Collect every line of the records below that contains the word "bare", copying each line in full. Match case exactly.

Data section:
━━━━━━━━━━━━━━━━━━━━━━━━━━━━━━
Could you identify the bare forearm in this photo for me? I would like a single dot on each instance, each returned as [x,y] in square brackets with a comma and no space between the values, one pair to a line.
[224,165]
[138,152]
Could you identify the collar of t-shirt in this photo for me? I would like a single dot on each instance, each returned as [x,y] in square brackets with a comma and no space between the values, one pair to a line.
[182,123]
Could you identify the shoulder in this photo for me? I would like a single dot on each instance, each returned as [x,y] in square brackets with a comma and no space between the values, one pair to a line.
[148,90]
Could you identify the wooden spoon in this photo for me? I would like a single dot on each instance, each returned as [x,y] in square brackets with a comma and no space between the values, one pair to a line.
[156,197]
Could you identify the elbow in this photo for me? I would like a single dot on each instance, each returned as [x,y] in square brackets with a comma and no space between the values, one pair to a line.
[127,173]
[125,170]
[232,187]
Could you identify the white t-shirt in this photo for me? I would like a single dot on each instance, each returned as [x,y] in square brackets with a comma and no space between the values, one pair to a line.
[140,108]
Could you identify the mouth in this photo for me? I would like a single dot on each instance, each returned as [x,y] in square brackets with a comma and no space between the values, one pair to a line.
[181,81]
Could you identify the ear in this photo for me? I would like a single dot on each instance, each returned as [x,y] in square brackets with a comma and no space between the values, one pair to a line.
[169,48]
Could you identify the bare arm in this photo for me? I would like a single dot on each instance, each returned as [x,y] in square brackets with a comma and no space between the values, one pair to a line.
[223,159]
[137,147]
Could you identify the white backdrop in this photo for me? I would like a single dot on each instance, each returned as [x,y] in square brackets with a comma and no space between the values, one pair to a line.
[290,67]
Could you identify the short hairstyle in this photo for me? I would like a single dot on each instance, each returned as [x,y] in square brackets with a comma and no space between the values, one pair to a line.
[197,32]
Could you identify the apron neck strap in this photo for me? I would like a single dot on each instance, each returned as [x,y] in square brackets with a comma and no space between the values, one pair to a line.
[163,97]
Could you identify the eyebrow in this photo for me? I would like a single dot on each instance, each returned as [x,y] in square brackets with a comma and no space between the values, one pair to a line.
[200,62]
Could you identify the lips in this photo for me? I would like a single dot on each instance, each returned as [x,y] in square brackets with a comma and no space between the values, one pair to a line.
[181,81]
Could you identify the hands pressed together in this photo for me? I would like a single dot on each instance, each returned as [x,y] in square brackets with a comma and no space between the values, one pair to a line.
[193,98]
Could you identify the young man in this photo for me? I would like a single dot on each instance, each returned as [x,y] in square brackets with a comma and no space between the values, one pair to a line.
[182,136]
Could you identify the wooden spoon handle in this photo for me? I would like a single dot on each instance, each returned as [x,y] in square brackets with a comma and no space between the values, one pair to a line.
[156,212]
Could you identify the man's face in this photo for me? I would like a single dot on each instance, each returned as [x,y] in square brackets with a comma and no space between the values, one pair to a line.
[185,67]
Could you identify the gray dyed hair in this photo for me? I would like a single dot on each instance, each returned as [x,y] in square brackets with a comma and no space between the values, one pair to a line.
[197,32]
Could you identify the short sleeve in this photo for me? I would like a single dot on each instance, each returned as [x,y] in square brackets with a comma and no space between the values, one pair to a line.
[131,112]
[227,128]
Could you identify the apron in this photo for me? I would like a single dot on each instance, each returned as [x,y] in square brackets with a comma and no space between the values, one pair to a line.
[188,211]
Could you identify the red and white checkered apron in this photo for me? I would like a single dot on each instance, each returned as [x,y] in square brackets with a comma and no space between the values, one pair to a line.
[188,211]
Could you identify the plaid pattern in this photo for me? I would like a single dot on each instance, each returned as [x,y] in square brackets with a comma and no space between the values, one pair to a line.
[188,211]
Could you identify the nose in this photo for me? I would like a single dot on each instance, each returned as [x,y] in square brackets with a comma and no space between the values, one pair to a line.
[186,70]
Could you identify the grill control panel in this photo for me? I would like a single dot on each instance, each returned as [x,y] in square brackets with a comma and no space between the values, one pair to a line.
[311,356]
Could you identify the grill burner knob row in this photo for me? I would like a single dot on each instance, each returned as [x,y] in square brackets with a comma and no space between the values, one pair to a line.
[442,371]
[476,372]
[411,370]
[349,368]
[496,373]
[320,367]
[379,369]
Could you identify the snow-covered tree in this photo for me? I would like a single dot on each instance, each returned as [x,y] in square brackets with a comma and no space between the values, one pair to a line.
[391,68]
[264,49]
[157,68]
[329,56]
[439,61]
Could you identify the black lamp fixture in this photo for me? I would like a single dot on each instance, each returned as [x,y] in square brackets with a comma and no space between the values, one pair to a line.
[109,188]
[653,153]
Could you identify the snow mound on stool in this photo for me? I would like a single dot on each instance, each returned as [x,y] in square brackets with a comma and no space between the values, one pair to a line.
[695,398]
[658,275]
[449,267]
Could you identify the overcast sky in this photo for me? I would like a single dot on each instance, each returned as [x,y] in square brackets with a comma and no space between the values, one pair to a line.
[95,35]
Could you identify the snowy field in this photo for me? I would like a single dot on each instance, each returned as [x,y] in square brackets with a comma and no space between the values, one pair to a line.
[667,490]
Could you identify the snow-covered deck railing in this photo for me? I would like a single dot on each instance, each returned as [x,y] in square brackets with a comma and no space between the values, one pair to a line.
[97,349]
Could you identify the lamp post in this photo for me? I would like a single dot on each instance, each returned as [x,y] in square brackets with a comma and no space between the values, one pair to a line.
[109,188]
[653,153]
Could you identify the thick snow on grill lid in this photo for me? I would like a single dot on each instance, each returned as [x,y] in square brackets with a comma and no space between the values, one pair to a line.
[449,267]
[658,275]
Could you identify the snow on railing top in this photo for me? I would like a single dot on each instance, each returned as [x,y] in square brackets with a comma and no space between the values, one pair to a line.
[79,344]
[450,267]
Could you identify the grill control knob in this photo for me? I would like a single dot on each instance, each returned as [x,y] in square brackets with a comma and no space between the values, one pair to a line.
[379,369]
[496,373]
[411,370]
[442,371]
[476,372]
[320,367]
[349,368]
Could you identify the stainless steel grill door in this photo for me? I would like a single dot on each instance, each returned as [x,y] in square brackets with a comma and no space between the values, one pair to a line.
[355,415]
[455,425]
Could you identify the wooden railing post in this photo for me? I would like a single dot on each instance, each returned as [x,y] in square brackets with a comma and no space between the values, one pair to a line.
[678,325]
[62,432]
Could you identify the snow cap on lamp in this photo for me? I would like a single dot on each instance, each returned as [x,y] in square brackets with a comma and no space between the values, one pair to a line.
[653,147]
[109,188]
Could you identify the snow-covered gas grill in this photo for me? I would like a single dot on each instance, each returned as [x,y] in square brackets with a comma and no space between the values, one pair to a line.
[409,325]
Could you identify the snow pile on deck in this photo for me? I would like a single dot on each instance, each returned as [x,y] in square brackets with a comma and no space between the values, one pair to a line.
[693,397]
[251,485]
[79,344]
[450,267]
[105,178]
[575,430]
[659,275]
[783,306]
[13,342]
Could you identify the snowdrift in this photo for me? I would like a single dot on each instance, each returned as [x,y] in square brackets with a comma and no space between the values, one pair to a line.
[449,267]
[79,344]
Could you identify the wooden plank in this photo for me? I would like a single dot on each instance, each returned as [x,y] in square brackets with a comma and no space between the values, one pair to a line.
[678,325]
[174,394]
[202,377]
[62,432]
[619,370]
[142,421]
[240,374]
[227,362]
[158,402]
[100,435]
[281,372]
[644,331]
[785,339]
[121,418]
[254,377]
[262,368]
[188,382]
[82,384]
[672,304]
━━━━━━━━━━━━━━━━━━━━━━━━━━━━━━
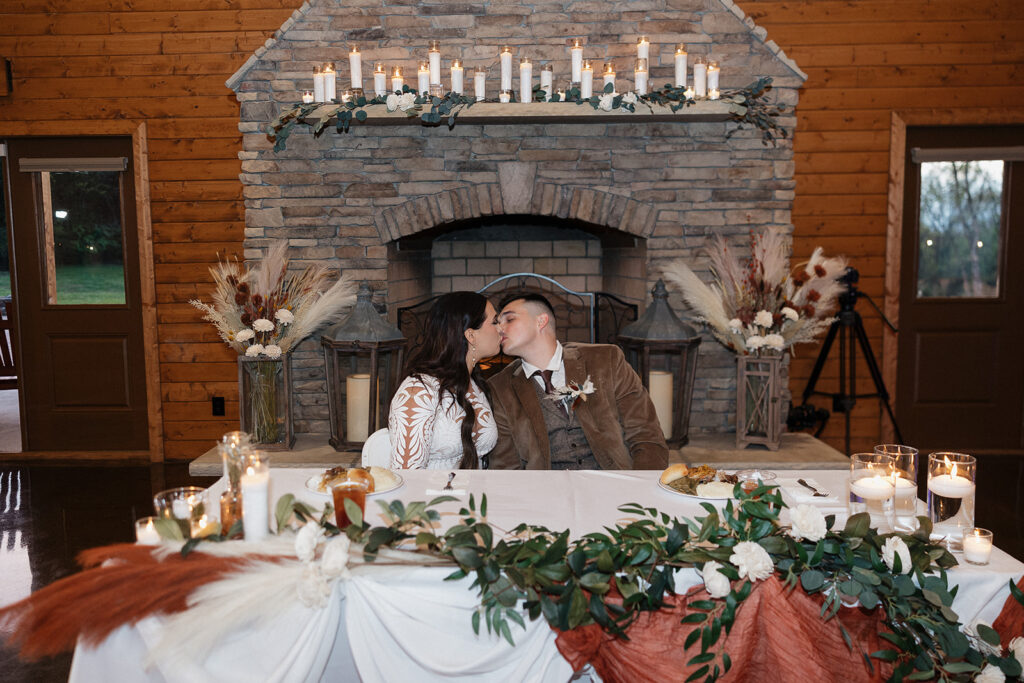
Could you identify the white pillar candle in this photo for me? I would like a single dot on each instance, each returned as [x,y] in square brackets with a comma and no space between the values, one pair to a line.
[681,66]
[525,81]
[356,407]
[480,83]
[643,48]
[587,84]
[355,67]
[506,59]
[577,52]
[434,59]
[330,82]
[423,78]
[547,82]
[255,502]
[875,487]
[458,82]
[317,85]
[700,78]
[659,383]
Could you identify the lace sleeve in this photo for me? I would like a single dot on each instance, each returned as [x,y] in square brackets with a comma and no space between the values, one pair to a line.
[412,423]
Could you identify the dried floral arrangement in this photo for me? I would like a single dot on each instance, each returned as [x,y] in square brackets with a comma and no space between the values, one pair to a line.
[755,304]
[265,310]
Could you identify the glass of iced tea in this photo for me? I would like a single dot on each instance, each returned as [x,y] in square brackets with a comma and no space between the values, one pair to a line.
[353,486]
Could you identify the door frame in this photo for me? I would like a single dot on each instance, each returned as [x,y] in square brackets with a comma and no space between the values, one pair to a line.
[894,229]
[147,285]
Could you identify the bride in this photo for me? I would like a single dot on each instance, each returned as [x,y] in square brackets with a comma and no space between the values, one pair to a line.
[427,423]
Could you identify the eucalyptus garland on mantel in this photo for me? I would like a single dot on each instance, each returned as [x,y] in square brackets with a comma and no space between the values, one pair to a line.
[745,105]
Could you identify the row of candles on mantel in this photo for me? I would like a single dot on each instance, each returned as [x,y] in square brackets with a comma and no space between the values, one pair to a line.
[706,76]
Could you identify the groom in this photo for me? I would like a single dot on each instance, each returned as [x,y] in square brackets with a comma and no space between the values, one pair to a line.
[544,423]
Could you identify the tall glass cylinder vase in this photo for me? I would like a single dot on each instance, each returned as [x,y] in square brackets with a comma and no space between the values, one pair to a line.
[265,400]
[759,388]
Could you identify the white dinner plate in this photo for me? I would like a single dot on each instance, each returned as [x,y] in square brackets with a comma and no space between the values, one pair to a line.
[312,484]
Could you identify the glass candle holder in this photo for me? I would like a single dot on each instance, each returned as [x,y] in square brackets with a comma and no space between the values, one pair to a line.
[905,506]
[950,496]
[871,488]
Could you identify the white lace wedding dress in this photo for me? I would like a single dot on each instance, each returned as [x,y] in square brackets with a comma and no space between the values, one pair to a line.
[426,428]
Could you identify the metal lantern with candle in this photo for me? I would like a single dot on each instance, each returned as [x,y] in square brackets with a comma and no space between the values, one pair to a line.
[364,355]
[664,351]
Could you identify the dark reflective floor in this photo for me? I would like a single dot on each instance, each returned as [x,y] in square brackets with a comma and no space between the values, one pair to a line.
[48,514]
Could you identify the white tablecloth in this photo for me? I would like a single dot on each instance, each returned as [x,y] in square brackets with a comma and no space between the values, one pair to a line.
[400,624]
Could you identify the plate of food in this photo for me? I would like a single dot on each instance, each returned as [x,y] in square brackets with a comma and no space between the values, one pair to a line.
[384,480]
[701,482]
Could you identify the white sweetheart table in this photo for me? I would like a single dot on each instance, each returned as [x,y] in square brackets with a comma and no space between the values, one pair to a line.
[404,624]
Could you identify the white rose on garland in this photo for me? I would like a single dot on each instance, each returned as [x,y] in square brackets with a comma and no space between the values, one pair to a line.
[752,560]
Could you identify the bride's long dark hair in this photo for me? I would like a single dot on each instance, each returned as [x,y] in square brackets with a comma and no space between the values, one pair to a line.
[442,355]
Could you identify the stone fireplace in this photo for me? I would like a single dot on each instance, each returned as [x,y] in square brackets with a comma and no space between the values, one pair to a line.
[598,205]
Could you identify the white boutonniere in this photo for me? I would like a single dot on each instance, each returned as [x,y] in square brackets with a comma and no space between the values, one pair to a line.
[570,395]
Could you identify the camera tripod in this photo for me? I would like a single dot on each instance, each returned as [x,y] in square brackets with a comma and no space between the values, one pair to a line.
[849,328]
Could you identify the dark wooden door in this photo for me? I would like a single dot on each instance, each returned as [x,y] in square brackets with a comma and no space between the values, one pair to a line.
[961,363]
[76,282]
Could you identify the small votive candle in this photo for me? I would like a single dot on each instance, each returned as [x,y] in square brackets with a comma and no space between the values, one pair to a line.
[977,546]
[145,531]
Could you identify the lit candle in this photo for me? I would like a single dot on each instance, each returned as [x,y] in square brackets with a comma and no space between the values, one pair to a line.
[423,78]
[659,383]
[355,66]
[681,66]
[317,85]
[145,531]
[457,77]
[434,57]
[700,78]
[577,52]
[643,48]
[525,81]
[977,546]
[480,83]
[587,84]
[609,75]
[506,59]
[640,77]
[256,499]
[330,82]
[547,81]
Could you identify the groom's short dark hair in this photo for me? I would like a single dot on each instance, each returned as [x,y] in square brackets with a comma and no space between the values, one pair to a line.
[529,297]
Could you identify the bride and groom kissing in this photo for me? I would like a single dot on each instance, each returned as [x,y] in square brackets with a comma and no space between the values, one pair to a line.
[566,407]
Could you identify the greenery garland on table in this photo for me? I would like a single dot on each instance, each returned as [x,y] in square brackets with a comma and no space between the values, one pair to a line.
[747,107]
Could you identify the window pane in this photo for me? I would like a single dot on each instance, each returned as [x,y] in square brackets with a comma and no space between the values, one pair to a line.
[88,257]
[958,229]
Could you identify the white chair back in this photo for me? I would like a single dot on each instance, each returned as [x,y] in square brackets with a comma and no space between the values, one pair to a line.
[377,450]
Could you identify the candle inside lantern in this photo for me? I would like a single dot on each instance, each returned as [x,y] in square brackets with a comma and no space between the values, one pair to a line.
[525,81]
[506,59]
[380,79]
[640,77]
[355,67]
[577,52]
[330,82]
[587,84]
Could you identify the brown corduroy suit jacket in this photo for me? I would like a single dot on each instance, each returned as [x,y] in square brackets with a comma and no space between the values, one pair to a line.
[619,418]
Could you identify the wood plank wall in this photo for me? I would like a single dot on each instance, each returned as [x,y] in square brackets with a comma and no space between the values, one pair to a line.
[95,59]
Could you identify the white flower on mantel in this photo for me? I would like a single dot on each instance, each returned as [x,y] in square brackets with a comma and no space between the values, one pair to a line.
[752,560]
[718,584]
━━━━━━━━━━━━━━━━━━━━━━━━━━━━━━
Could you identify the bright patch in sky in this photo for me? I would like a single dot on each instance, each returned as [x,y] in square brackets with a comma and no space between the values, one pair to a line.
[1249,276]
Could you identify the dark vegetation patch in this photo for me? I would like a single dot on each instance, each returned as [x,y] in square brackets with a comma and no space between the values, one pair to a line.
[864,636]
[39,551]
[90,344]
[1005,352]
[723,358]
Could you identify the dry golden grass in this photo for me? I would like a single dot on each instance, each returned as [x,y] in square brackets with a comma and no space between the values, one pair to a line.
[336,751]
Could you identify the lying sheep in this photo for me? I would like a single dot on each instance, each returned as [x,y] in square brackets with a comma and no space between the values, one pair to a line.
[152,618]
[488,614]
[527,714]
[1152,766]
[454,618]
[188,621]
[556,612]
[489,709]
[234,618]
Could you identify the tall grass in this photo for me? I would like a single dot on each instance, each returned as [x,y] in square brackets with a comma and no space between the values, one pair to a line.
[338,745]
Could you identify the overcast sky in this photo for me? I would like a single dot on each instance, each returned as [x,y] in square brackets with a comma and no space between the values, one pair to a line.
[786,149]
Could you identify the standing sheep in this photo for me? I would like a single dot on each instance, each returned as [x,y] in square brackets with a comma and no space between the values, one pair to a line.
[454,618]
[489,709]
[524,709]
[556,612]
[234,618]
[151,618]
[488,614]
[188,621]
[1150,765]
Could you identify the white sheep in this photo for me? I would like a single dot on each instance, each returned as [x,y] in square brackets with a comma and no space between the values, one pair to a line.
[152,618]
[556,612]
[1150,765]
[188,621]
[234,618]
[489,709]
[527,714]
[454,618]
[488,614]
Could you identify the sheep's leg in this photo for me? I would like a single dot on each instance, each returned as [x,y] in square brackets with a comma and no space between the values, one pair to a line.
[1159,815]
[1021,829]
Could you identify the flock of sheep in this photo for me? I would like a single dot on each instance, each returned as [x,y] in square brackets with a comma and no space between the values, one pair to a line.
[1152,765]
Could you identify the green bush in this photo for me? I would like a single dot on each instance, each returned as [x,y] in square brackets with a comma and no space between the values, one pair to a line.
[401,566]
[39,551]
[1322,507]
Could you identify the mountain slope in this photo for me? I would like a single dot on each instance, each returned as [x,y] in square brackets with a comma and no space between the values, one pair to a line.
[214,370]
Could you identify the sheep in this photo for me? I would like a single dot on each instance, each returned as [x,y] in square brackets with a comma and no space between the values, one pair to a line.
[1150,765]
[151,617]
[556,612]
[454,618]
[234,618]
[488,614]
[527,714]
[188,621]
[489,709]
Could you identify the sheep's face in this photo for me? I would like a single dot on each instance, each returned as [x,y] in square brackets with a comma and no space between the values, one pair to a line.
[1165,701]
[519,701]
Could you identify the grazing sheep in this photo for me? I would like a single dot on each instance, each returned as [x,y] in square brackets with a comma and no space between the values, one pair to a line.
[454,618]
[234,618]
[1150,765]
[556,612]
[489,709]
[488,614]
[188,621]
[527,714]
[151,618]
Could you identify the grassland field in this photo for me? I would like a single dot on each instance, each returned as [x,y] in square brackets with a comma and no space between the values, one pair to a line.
━━━━━━━━━━━━━━━━━━━━━━━━━━━━━━
Solution to this exercise:
Could you identify the bare forearm in this photo for me? I would like a single dot on each instance, each returned as [x,y] in square brackets with a comma and no space between the values, one pair to a line.
Could you identify the bare arm in this photo for me? I would like a single dot on each instance, each returned as [x,y] in square brackets with a comma and no space between the values, one pair to a line.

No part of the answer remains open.